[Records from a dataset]
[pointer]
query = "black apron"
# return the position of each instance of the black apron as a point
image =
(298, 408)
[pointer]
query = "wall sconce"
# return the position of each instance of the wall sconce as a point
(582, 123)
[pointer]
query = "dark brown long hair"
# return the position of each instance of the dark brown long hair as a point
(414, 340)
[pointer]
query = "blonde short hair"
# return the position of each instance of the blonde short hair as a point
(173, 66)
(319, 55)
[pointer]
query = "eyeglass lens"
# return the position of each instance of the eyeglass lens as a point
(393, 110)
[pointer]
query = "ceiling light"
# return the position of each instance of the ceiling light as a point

**Work required**
Tally the lines in the rows above that contain the string "wall", counting only matches with the same capitalization. State the number alone.

**Solution**
2